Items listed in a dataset
○ ○ ○

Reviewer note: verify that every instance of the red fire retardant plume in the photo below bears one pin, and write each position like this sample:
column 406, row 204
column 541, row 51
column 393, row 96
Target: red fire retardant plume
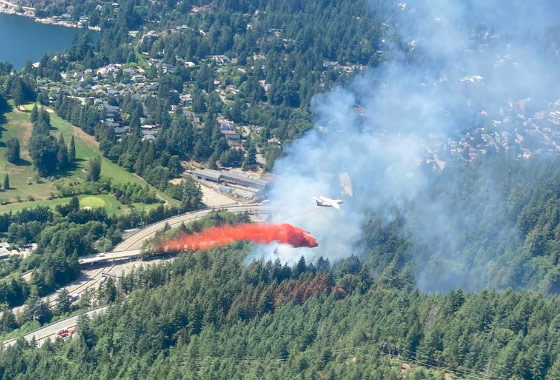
column 257, row 233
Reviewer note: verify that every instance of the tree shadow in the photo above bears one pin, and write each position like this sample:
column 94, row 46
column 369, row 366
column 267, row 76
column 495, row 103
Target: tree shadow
column 22, row 162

○ ○ ○

Express the lines above as a JSON list of strings, one string per line, skipping any blank lines. Leave the pictures out.

[
  "Reviewer note: verify that every instance of the red fire retardant plume in the photo below bears one pin, and write each position like this sample:",
  "column 406, row 204",
  "column 541, row 51",
  "column 393, row 96",
  "Target: red fire retardant plume",
  "column 257, row 233",
  "Reviewer note: verify that every instance of the tree shadow in the photo above bears one pin, and write each position like this sample:",
  "column 94, row 46",
  "column 369, row 366",
  "column 267, row 76",
  "column 495, row 103",
  "Target: tree shadow",
  "column 22, row 162"
]